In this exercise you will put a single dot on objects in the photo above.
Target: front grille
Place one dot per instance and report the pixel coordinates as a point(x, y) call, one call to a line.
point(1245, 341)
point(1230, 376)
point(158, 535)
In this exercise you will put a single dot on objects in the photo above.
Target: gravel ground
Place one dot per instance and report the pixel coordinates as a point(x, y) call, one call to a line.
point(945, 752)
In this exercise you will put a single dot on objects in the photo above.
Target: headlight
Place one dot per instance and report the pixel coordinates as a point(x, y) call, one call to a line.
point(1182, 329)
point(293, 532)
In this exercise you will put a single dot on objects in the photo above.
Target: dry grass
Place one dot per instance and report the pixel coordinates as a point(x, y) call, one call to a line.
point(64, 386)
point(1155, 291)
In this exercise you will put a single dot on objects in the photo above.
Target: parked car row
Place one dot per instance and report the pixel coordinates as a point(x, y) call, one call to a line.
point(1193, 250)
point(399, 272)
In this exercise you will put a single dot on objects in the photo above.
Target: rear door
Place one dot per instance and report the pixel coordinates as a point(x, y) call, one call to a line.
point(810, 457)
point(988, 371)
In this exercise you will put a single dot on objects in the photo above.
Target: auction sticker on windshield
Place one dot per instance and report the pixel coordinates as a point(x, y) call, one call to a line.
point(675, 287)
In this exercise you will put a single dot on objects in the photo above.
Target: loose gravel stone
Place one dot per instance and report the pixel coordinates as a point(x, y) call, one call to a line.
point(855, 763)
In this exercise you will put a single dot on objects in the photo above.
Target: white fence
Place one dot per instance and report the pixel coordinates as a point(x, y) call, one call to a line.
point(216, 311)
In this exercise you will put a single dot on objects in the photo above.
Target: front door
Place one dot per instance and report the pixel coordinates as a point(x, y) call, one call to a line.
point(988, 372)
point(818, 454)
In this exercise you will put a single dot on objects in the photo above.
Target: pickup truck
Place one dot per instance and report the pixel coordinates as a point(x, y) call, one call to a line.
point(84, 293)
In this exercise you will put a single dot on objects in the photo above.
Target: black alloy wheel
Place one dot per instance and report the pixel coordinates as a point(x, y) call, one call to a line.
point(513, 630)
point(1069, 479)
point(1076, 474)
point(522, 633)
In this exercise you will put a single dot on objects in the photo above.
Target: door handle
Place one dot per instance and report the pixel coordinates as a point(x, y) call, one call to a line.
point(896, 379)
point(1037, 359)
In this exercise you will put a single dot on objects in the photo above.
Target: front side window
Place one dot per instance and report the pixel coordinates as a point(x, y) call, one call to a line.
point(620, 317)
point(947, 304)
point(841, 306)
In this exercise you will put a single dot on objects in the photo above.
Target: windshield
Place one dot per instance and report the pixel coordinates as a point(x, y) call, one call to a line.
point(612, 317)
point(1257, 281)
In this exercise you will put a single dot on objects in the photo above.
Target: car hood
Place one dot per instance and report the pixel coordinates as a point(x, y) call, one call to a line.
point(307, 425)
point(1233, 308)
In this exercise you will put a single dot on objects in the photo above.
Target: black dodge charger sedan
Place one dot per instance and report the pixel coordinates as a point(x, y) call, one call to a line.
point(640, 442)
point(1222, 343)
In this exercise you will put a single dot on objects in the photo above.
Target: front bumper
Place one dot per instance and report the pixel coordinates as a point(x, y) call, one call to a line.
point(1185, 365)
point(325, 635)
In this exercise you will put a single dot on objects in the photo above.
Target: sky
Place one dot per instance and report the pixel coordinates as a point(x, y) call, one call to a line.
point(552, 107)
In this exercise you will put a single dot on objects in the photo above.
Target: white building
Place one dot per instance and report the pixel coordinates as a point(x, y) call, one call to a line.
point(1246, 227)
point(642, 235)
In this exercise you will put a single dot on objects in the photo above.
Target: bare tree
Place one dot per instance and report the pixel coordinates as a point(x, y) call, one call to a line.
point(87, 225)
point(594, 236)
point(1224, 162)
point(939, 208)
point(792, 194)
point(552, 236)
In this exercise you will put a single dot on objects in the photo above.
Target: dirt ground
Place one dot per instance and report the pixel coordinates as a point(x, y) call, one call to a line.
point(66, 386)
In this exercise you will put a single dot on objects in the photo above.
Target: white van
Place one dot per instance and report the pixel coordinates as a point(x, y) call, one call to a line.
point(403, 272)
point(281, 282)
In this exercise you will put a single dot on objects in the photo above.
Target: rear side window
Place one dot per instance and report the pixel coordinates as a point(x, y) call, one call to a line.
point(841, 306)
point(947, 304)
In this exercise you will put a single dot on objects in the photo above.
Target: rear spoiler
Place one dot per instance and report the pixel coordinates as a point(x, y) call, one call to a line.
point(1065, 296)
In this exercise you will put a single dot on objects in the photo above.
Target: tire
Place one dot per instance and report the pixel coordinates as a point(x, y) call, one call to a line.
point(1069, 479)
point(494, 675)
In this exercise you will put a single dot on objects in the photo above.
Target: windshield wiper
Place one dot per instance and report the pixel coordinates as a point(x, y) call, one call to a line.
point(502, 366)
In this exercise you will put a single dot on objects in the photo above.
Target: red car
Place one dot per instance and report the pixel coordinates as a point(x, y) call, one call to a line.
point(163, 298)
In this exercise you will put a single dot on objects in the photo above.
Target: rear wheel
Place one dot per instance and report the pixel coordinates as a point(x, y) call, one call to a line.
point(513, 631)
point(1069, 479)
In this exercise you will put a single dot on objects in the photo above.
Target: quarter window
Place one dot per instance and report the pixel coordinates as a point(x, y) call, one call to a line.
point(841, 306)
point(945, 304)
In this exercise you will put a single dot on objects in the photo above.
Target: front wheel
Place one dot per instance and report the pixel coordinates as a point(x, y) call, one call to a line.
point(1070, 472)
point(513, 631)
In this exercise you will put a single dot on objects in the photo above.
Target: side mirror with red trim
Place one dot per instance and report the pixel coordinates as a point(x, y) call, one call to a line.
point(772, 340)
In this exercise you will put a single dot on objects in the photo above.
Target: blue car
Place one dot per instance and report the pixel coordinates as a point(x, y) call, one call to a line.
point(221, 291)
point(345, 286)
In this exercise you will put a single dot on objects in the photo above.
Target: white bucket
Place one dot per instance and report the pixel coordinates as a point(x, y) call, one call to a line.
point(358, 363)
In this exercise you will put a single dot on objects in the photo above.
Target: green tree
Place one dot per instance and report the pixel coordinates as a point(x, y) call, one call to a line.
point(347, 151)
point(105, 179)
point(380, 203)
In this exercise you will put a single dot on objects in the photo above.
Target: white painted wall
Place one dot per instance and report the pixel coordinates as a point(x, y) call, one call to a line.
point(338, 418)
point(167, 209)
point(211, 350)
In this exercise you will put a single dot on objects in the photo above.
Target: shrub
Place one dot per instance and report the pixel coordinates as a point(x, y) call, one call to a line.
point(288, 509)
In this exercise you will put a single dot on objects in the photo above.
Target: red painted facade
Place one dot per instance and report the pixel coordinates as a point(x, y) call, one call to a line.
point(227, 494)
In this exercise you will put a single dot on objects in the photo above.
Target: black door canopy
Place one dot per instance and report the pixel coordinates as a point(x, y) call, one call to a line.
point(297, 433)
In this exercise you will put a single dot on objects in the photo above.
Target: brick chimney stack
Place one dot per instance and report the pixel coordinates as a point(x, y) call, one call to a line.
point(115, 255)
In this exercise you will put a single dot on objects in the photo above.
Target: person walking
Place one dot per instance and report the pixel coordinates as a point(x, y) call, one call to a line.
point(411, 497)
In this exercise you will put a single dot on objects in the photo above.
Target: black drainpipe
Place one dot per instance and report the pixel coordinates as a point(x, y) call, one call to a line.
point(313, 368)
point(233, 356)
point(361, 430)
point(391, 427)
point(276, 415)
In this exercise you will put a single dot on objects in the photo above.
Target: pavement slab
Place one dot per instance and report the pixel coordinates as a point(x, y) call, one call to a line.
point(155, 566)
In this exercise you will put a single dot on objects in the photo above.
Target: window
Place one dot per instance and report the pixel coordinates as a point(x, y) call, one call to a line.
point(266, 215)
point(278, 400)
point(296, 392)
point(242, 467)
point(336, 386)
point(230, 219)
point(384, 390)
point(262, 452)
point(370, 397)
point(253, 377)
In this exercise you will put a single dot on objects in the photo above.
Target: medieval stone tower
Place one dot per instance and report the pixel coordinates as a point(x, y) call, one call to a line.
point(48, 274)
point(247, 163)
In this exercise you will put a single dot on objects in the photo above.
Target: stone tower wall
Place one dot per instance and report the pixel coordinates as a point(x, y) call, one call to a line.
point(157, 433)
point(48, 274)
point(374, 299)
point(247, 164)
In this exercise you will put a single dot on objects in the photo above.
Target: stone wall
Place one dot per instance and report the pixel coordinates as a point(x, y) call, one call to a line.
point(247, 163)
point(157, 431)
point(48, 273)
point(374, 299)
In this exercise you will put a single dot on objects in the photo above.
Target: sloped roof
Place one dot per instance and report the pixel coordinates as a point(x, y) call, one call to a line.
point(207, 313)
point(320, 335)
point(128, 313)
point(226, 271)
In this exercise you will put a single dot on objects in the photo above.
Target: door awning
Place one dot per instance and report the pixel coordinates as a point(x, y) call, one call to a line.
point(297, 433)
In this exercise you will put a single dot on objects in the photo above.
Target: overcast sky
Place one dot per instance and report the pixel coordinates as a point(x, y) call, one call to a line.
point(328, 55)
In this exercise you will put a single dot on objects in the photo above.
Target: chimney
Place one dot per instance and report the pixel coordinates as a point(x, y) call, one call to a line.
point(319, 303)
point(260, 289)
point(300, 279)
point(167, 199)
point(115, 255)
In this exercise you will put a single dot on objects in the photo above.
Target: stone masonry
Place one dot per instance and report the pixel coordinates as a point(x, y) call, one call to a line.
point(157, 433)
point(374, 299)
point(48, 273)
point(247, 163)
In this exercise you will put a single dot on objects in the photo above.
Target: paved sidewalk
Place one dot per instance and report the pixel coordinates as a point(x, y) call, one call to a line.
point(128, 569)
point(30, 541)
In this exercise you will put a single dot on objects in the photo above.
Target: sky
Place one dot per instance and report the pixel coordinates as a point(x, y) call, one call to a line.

# ISTRUZIONI DI LAVORO
Ricopia tutte le righe dall'inizio fino a quella con "point(158, 535)" compresa, rinominando "front grille" in "radiator grille" e lasciando il resto invariato.

# RISPOSTA SCRITTA
In this exercise you will put a single dot on objects in the photo above.
Target: radiator grille
Place one dot per instance and report the pixel coordinates as a point(x, y) call, one call to a line.
point(1245, 341)
point(1230, 376)
point(158, 535)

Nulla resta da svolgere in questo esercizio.